Gegeven tekst:
_ _ _ _ _ _ _

Soortsplitsing: één jaar later

Symmetrische en asymmetrische soortsplitsing

Trouwe lezers van deze blog kennen het soortsplitsingsdebat: welke meerderheidsvereiste is van toepassing op de creatie van een nieuwe soort van aandelen in een BV of NV, wanneer dat gebeurt door aan sommige bestaande aandelen andere rechten toe te kennen dan voorheen, waardoor de bestaande aandelen in feite worden “gesplitst” in verschillende soorten. Met betrekking tot deze vraag kruisten Hans De Wulf en Marieke Wyckaert op 1 juni 2022 de degens op de Disputatio georganiseerd ter gelegenheid van het lustrum van deze blog. De problematiek was ook al eerder aangekaart in de rechtsleer,[1] en gaf ook nadien nog aanleiding tot blogposts van Jeroen Delvoie en van de disputanten zelf.[2]

Wie vandaag, nadat de geesten een jaartje hebben kunnen rijpen, de slides van de Disputatio en de inleidende tekst van moderator Tom Vos herleest, moet vaststellen dat de disputanten feitelijk in de val waren gelokt door hen te verzoeken om een erg verraderlijke stelling te bekampen. Die luidde: “een splitsing van een soort aandelen vereist altijd unanimiteit”. Wyckaert pleitte pro; De Wulf contra.

_ _ _ _ _ _ _

Aangeleverde gegevens:
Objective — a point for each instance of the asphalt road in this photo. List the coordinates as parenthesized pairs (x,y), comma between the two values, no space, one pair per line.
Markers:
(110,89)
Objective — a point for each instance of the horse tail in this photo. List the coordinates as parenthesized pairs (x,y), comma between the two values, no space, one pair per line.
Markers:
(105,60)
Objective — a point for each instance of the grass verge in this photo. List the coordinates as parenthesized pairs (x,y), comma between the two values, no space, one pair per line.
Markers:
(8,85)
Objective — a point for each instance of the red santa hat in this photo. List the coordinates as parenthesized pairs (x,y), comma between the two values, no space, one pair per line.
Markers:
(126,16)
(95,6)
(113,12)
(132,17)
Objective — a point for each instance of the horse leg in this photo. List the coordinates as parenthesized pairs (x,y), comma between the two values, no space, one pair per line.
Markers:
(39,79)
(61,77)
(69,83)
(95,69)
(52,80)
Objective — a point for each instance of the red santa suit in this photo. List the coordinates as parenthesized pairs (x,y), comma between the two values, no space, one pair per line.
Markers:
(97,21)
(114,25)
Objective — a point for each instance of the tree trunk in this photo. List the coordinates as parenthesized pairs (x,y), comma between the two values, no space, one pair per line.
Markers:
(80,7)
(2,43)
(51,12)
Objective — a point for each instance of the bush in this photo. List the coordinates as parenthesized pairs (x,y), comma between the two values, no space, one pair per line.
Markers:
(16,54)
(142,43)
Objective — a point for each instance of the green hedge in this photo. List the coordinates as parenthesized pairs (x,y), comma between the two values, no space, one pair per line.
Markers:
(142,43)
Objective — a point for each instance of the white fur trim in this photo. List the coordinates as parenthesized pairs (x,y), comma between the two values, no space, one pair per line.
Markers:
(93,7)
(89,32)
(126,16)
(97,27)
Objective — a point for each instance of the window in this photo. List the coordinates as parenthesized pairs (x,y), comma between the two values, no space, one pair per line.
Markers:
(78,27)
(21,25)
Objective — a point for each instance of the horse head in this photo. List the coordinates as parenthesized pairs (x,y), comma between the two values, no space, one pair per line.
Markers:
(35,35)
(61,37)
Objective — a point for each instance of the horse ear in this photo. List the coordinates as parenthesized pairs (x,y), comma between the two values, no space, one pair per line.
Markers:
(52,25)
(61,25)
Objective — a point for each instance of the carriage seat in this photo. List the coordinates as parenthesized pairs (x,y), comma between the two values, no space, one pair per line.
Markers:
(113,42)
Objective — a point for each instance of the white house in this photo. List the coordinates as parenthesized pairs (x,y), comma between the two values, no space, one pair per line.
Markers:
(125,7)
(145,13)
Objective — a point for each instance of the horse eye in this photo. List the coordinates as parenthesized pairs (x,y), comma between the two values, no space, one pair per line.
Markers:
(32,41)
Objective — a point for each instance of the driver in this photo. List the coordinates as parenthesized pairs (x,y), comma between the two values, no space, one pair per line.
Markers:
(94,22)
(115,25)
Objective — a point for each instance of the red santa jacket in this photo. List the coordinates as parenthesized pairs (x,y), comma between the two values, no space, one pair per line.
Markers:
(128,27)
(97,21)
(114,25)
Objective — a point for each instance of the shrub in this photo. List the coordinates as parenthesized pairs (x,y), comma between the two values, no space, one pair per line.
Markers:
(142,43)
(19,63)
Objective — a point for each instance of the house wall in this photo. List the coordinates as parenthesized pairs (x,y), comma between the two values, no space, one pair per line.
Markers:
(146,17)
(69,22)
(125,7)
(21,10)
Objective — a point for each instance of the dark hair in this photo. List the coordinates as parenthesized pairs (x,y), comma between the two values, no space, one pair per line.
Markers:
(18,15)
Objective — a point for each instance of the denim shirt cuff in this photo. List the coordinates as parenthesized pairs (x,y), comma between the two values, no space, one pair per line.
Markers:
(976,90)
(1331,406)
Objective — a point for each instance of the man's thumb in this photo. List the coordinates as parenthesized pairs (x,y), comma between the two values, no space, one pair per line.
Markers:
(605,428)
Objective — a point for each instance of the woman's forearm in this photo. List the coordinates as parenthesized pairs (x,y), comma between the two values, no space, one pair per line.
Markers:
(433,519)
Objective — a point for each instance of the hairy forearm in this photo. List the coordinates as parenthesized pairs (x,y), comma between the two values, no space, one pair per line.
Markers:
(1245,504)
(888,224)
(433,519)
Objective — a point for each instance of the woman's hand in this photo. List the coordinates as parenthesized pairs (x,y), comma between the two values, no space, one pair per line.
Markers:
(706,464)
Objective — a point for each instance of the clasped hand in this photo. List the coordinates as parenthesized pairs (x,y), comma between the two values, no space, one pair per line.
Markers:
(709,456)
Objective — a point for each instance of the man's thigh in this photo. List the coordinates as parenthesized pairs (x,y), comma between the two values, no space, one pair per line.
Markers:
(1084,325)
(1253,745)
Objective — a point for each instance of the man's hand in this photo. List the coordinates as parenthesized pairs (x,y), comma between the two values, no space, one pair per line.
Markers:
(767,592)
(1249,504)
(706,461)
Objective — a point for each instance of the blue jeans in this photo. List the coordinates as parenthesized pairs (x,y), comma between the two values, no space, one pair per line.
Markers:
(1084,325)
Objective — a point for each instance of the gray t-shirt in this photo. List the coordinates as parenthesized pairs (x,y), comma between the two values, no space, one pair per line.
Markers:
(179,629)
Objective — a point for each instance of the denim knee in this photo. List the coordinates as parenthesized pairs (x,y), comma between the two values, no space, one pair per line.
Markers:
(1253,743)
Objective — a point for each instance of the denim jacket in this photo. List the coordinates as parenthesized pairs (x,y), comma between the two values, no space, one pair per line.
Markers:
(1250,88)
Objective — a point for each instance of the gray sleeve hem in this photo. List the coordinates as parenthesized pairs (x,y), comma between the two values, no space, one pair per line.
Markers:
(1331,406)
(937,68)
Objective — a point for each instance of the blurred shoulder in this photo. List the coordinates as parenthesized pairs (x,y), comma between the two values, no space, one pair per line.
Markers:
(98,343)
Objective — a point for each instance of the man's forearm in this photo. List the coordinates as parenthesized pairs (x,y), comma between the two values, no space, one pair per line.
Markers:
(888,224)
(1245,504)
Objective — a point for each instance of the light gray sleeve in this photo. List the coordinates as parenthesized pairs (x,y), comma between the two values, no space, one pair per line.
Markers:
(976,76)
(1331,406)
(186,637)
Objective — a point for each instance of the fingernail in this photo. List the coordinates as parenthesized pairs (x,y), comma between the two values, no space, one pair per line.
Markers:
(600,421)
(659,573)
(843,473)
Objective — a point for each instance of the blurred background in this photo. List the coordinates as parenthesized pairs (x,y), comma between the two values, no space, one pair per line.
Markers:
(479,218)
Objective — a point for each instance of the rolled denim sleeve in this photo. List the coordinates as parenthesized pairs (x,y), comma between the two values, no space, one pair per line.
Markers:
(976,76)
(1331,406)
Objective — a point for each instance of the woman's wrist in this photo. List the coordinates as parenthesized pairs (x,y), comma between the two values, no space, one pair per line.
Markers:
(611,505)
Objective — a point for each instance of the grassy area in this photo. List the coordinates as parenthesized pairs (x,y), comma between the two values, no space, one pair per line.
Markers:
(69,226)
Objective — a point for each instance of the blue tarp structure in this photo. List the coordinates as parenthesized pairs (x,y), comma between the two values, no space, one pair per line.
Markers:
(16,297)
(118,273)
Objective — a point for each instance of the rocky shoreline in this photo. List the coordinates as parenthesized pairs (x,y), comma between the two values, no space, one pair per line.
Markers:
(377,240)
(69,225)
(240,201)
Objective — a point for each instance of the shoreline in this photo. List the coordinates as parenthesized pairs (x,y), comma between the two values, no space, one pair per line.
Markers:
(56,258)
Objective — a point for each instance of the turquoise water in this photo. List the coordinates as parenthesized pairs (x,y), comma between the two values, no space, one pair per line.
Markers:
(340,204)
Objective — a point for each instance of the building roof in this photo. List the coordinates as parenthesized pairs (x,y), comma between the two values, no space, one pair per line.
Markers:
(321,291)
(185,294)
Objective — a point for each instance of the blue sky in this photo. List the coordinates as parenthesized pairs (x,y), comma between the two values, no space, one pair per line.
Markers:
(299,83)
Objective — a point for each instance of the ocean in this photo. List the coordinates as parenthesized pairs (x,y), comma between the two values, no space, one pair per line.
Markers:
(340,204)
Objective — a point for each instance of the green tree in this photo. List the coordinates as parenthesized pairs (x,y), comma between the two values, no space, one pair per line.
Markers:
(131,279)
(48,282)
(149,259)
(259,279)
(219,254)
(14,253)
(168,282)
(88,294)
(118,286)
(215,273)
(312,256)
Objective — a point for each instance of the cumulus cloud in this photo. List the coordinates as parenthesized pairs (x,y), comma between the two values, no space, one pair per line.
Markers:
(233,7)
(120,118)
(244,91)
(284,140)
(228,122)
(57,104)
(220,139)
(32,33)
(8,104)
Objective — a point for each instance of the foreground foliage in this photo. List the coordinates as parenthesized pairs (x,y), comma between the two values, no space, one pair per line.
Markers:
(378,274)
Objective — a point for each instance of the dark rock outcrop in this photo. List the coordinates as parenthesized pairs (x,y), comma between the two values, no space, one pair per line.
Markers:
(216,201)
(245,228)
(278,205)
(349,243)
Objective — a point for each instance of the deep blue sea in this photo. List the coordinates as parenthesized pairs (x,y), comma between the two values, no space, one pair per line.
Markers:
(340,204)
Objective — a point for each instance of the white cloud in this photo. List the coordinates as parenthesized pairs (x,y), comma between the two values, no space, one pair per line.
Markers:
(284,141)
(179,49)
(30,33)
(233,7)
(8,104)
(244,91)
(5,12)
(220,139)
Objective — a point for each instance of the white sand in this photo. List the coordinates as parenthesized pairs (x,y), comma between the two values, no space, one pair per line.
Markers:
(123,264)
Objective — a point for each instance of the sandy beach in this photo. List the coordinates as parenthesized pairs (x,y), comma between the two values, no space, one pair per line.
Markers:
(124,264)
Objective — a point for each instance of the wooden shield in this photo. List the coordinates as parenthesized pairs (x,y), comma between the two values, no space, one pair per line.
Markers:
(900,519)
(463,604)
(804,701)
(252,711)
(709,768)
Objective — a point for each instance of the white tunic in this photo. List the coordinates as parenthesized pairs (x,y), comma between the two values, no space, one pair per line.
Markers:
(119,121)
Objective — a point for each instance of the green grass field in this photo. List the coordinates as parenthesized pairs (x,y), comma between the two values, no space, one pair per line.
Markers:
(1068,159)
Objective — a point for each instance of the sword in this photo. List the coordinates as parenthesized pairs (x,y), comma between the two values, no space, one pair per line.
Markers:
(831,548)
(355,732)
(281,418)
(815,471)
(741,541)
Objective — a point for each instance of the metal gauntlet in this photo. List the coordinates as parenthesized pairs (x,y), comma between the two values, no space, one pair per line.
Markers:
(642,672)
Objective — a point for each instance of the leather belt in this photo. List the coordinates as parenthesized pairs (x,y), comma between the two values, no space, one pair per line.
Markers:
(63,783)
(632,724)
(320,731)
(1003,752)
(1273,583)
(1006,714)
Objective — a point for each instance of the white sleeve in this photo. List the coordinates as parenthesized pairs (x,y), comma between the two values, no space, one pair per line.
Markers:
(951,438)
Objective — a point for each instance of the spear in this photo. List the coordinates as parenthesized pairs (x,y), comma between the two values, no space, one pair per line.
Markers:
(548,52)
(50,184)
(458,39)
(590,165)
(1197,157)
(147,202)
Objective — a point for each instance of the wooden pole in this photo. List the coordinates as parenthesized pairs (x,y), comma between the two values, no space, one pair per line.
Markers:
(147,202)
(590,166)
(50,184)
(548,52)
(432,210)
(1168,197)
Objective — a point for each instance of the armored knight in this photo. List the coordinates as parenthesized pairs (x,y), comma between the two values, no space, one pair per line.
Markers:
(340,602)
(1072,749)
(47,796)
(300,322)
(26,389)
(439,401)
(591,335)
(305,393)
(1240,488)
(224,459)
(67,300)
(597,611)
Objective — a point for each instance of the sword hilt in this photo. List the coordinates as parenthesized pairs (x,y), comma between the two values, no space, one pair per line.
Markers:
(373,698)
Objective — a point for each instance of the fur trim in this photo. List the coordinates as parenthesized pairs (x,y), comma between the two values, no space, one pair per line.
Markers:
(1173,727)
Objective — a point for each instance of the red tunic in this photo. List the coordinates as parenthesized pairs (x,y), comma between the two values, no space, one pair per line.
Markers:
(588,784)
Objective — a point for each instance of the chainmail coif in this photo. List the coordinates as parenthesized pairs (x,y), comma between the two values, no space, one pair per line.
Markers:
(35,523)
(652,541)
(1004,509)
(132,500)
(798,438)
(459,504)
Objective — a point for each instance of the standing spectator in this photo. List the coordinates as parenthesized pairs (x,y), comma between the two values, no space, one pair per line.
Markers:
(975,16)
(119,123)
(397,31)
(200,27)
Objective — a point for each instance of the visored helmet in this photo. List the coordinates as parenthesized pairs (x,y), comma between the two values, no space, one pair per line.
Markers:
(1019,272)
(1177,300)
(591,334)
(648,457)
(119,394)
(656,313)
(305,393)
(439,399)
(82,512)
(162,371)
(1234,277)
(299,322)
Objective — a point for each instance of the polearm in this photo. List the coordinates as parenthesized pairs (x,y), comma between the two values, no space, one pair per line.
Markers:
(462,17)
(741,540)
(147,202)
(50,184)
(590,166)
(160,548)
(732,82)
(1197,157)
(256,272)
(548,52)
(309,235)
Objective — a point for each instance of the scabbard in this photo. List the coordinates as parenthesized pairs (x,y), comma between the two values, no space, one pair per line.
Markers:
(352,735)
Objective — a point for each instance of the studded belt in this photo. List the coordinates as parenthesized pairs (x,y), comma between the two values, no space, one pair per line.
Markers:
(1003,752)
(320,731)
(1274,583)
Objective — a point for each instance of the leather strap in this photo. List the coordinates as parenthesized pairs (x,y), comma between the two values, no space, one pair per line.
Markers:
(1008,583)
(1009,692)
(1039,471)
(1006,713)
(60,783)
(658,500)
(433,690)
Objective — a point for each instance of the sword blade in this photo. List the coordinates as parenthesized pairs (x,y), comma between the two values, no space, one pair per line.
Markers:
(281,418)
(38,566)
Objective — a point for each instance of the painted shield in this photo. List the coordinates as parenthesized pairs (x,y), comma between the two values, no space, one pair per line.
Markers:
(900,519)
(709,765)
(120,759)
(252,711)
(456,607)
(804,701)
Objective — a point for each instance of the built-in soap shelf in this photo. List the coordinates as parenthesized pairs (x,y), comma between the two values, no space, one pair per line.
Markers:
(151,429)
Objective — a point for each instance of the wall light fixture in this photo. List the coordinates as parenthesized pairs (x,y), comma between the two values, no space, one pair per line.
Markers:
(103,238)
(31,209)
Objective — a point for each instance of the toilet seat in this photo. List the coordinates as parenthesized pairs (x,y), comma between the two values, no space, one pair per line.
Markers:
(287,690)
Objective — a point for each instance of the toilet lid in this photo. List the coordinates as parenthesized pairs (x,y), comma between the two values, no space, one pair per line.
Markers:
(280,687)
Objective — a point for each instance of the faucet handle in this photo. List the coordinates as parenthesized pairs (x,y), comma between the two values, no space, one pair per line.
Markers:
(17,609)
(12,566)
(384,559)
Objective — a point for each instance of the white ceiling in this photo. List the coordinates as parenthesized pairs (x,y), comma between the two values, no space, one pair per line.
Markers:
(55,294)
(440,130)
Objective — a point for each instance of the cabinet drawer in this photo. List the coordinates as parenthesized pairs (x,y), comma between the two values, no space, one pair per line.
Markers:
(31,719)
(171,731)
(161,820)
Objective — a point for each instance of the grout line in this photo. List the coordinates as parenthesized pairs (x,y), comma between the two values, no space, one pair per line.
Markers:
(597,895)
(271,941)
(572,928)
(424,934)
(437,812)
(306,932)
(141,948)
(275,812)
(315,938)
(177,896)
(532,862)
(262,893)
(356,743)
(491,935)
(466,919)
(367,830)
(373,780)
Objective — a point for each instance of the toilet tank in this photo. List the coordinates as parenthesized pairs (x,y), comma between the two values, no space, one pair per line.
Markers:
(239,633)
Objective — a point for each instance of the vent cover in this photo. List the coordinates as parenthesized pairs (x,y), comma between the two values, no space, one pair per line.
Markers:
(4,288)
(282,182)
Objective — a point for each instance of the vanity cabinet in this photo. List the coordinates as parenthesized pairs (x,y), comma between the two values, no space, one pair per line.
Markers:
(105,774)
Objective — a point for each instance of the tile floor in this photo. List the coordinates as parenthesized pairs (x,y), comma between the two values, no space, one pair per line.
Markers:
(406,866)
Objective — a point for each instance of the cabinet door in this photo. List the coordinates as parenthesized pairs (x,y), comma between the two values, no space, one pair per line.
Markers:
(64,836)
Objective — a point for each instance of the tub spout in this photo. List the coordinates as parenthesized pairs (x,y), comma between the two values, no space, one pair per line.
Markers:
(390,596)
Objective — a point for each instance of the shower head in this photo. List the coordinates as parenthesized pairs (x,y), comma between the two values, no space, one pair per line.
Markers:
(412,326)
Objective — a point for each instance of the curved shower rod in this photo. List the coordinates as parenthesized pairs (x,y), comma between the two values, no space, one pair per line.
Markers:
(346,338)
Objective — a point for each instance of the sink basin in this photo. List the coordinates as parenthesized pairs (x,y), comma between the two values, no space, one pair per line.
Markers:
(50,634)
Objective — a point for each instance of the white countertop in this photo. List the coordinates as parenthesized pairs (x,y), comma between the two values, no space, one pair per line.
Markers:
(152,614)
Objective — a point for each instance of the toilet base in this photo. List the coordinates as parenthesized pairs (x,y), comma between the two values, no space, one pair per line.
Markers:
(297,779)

_ _ _ _ _ _ _

Voltooi het volgende:
#1 Typ het stuk uit de tekst over soortsplitsing letterlijk over, van "Wie vandaag, nadat" tot en met "De Wulf contra.".
#2 Filter de rijen en neem elke rij over waarin de tekenreeks "trim" voorkomt.
De tekst en de rijen staan volledig los van elkaar.

Juiste antwoorden:
#1
Wie vandaag, nadat de geesten een jaartje hebben kunnen rijpen, de slides van de Disputatio en de inleidende tekst van moderator Tom Vos herleest, moet vaststellen dat de disputanten feitelijk in de val waren gelokt door hen te verzoeken om een erg verraderlijke stelling te bekampen. Die luidde: “een splitsing van een soort aandelen vereist altijd unanimiteit”. Wyckaert pleitte pro; De Wulf contra.

#2
Objective — a point for each instance of the white fur trim in this photo. List the coordinates as parenthesized pairs (x,y), comma between the two values, no space, one pair per line.
Objective — a point for each instance of the fur trim in this photo. List the coordinates as parenthesized pairs (x,y), comma between the two values, no space, one pair per line.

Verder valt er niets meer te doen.